EXCERPTED DATA:
+++

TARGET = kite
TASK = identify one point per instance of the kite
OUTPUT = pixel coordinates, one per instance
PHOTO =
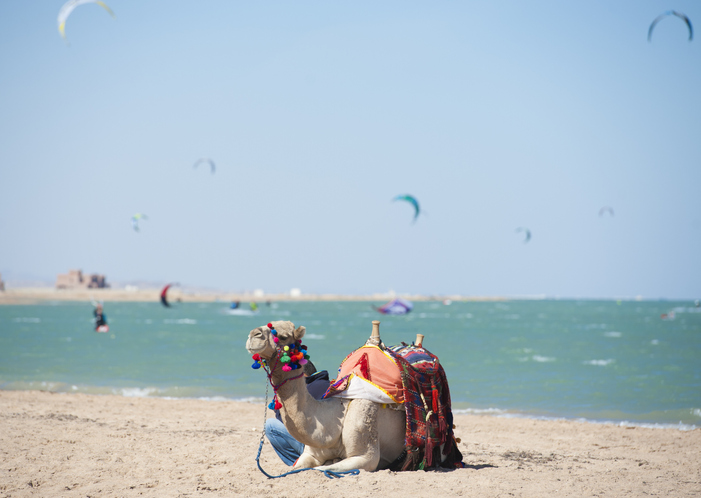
(412, 200)
(68, 8)
(528, 233)
(395, 307)
(606, 209)
(135, 220)
(205, 160)
(671, 13)
(164, 298)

+++

WHAT YOU SHOULD DO: What lines in the listing above hold the string "kite"? List them.

RESPONSE BOX:
TARGET = kite
TASK = identify one point per instance of the kite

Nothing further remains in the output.